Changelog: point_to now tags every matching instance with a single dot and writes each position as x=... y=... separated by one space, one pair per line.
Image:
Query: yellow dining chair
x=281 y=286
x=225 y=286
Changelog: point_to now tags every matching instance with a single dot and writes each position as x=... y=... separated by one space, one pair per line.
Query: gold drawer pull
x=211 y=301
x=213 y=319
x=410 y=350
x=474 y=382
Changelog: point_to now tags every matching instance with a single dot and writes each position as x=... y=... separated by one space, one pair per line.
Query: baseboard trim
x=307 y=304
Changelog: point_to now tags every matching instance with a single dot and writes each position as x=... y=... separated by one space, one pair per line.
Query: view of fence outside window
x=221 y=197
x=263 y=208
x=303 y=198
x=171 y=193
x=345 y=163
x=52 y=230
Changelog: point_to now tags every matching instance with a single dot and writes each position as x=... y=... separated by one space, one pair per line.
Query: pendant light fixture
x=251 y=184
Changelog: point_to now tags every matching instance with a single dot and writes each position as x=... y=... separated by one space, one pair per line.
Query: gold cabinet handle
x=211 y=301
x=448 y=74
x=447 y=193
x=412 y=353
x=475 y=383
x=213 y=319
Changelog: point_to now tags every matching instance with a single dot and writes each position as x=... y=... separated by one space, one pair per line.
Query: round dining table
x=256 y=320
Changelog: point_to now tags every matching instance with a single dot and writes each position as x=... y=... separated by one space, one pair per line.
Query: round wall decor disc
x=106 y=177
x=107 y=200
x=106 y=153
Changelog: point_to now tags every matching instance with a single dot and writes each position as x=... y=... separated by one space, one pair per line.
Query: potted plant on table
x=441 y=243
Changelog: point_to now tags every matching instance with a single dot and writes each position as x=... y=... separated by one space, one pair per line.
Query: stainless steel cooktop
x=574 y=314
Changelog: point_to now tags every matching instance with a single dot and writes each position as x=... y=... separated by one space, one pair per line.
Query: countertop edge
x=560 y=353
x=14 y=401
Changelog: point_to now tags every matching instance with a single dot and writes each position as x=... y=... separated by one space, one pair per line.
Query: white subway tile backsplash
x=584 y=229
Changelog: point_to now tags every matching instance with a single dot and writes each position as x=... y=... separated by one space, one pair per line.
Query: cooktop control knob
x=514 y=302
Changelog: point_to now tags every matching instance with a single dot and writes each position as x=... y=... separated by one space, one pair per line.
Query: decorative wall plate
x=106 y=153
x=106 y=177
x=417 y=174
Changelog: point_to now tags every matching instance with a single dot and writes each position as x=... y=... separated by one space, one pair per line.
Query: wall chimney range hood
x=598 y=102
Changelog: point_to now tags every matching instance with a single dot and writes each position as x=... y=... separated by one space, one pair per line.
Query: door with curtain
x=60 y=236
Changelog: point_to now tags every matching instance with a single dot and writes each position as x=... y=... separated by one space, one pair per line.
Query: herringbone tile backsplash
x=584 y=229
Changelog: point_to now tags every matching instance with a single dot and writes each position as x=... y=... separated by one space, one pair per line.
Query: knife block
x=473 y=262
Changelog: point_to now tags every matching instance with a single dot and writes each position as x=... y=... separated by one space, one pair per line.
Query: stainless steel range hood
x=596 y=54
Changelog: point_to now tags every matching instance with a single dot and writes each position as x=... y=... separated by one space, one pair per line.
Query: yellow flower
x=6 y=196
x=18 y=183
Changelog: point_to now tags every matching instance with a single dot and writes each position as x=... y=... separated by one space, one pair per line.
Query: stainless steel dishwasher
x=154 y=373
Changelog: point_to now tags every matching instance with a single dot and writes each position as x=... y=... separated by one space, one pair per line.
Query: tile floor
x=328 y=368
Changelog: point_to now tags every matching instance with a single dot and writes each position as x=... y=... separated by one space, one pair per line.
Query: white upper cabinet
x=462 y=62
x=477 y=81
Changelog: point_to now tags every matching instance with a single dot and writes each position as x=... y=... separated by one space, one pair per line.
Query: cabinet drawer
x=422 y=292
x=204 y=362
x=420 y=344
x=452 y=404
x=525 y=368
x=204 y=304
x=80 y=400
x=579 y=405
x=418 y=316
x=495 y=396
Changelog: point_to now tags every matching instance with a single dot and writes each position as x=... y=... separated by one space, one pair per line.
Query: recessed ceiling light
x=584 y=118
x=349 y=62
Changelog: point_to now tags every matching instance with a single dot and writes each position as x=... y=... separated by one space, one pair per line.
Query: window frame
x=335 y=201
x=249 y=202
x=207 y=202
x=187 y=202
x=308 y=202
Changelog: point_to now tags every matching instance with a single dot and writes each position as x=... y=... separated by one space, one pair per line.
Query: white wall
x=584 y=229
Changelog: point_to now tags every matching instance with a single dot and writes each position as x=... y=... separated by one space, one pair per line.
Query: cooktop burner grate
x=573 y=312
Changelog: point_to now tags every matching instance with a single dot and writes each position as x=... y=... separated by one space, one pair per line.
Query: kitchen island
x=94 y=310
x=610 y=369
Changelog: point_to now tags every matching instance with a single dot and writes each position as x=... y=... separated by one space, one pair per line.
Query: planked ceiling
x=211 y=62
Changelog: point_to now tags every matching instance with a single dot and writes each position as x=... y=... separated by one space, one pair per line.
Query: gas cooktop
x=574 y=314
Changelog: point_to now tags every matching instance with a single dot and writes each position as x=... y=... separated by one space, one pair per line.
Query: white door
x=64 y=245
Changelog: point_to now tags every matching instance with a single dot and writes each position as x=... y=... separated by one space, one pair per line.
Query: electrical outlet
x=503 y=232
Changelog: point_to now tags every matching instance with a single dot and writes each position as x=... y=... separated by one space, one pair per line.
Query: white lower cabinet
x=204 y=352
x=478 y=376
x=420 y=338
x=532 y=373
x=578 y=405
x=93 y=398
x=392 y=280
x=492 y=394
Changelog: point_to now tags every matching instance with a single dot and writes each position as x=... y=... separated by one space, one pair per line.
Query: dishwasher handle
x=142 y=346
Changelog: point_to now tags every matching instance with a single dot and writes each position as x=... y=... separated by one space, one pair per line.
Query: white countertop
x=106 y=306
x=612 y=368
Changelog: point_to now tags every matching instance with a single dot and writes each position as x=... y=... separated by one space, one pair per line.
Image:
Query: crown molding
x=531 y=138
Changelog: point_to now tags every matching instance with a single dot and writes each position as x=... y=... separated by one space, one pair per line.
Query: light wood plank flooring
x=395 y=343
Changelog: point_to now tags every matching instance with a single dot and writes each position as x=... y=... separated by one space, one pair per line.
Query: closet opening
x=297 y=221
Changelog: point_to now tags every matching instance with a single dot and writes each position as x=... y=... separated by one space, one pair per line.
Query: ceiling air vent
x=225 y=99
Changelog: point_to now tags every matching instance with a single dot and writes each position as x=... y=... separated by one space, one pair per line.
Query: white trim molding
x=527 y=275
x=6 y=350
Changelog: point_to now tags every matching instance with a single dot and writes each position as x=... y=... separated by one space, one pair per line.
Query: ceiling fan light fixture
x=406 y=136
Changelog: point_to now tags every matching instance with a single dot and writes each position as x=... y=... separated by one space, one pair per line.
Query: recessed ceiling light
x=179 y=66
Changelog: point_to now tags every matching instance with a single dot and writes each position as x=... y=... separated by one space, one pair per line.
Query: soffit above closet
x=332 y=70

○ ○ ○ ○

■ **DESCRIPTION OF THE TASK**: Edit the records above so that each "point_to" reads "locate", and give back all of the records with nothing else changed.

■ **SOLUTION TO THIS EXERCISE**:
Changelog: locate now tags every matching instance with a single dot and writes each position as x=... y=... separated by one space, one pair per line.
Image:
Query: yellow dining chair
x=281 y=286
x=225 y=286
Changelog: locate now tags every matching instance with a single dot and writes each position as x=... y=... separated by one space, one pair per line.
Query: gold drawer pull
x=211 y=301
x=213 y=319
x=410 y=350
x=474 y=382
Changelog: locate now tags every matching instance with a single dot and writes each position as x=... y=... separated by one space, one pair per line.
Query: baseboard trim
x=307 y=304
Changelog: locate now tags every matching instance with a single dot and writes each position as x=... y=... separated by one space, one pair per line.
Query: view of fence outside window
x=221 y=197
x=263 y=208
x=303 y=198
x=171 y=193
x=345 y=163
x=52 y=230
Changelog: locate now tags every matching instance with a single dot and writes each position as x=... y=... separated by one space, one pair per line.
Query: pendant light fixture
x=251 y=184
Changelog: locate now tags every matching instance with a single dot and writes each position as x=... y=... separated by one space, one pair per line.
Query: gold cabinet handle
x=211 y=301
x=448 y=74
x=447 y=193
x=412 y=353
x=475 y=383
x=213 y=319
Changelog: locate now tags every matching instance with a single dot and writes each position as x=... y=... separated by one space, one pair per line.
Query: round dining table
x=256 y=320
Changelog: locate now tags every matching instance with a single dot and writes each position as x=... y=... separated by one space, one pair per line.
Query: round wall decor disc
x=106 y=177
x=107 y=200
x=106 y=153
Changelog: locate now tags every matching instance with a single dot and writes each position as x=... y=... separated by one space, one pair per line.
Query: potted plant on table
x=441 y=243
Changelog: locate now tags every matching instance with a single dot and writes each position as x=... y=... separated by one space, one pair per line.
Query: stainless steel cooktop
x=574 y=314
Changelog: locate now tags every matching instance with a single dot and writes each position as x=... y=... separated by one space, one pair per line.
Query: countertop edge
x=560 y=353
x=14 y=401
Changelog: locate now tags every matching instance with a single dot and writes each position as x=... y=... separated by one space, one pair per line.
Query: white subway tile backsplash
x=584 y=229
Changelog: locate now tags every matching instance with a single dot and writes each position as x=... y=... separated by one space, one pair per line.
Query: cooktop control knob
x=514 y=302
Changelog: locate now tags every matching instance with a single dot and writes each position as x=... y=... separated by one space, one pair per line.
Query: decorative wall plate
x=106 y=153
x=106 y=177
x=417 y=174
Changelog: locate now tags every matching instance with a single dot and writes each position as x=... y=... separated by one space, one pair per line.
Query: wall chimney range hood
x=598 y=102
Changelog: locate now tags every matching instance with a single dot and writes each position as x=... y=... separated by one space, one pair per line.
Query: door with curtain
x=60 y=236
Changelog: locate now tags every matching instance with a single dot and writes each position as x=... y=... separated by one space, one pair per line.
Query: herringbone tile backsplash
x=584 y=229
Changelog: locate now tags every matching instance with a single dot and writes each position as x=... y=... separated by one space, one pair per line.
Query: knife block
x=473 y=262
Changelog: locate now tags every matching instance with a single dot and writes each position as x=... y=... separated by one space, one pair per line.
Query: stainless steel range hood
x=596 y=54
Changelog: locate now tags every matching instance with a single dot and writes each position as x=... y=... separated by one space, one pair per line.
Query: yellow flower
x=6 y=196
x=18 y=183
Changelog: locate now tags every matching instance with a single dot and writes each position as x=... y=... separated by one space, one pair per line.
Query: stainless steel dishwasher
x=154 y=373
Changelog: locate now tags every matching instance with a single dot and writes each position as x=... y=... separated by one space, one pair per line.
Query: tile floor
x=328 y=368
Changelog: locate now tags every matching instance with a single dot and writes each position as x=... y=... separated by one space, one pair per line.
Query: white upper cabinet
x=462 y=62
x=477 y=81
Changelog: locate now tags every matching instance with a single dot and writes each position as x=... y=... separated by one space, one pair per line.
Query: cabinet drawer
x=422 y=292
x=204 y=362
x=420 y=344
x=452 y=404
x=525 y=368
x=204 y=304
x=80 y=400
x=579 y=405
x=418 y=316
x=495 y=396
Changelog: locate now tags every matching instance with a single dot and writes each position as x=... y=... separated by one space, one pair per line.
Query: recessed ceiling light
x=584 y=118
x=349 y=62
Changelog: locate now tags every matching instance with a single dot and writes each position as x=... y=... separated by one space, one pair per line.
Query: window frame
x=335 y=201
x=249 y=202
x=207 y=202
x=187 y=202
x=308 y=202
Changelog: locate now tags every matching instance with a single dot and writes each position as x=... y=... separated by one space, one pair per line.
Query: white wall
x=584 y=229
Changelog: locate now tags every matching instance with a single dot and writes each position as x=... y=... separated by one space, one pair per line.
Query: cooktop burner grate
x=573 y=312
Changelog: locate now tags every matching instance with a single dot and writes each position as x=... y=... separated by one space, one pair per line.
Query: kitchen island
x=94 y=310
x=610 y=369
Changelog: locate now tags every matching instance with a single dot and writes each position as x=... y=... separated by one space, one pair per line.
Query: planked ceiling
x=211 y=62
Changelog: locate now tags every matching instance with a single dot and writes each position as x=... y=... separated by one space, one pair per line.
Query: gas cooktop
x=574 y=314
Changelog: locate now tags every matching instance with a single dot and writes each position as x=... y=... separated by one space, one pair per line.
Query: white door
x=64 y=245
Changelog: locate now tags every matching instance with a single dot and writes each position as x=... y=... separated by one space, one pair per line.
Query: electrical outlet
x=503 y=232
Changelog: locate now tags every matching instance with a single dot and writes each position as x=... y=... separated by one space, one pair per line.
Query: white lower cabinet
x=204 y=352
x=478 y=376
x=420 y=338
x=532 y=373
x=578 y=405
x=93 y=398
x=392 y=280
x=492 y=394
Changelog: locate now tags every matching instance with a single dot and writes each position as x=... y=... separated by one space, one pair per line.
Query: dishwasher handle
x=142 y=346
Changelog: locate now tags every matching instance with a single dot and writes each position as x=... y=... separated by one space, one pair per line.
Query: white countertop
x=106 y=306
x=612 y=368
Changelog: locate now tags every matching instance with a single dot and writes each position as x=... y=... separated by one space, one pair per line.
Image:
Query: crown molding
x=531 y=138
Changelog: locate now tags every matching instance with a single dot and writes each position as x=... y=... separated by one space, one pair per line.
Query: light wood plank flooring
x=395 y=343
Changelog: locate now tags every matching instance with a single dot and writes each position as x=... y=... separated by one space, one pair per line.
Query: closet opening
x=297 y=221
Changelog: locate now tags every matching instance with a single dot and writes each position as x=... y=... separated by one space, one pair per line.
Query: ceiling air vent
x=225 y=99
Changelog: locate now tags every matching instance with a single dot and writes each position as x=... y=... separated by one space, one pair per line.
Query: white trim molding
x=527 y=275
x=6 y=350
Changelog: locate now tags every matching instance with a single dot and writes each position as x=... y=... separated by one space, one pair per line.
Query: ceiling fan light fixture
x=406 y=136
Changelog: locate now tags every matching instance with a single dot and writes each position as x=... y=... separated by one space, one pair per line.
Query: recessed ceiling light
x=179 y=66
Changelog: locate now tags every matching instance with a single dot and writes each position as x=... y=... separated by one space, one pair per line.
Query: soffit above closet
x=332 y=70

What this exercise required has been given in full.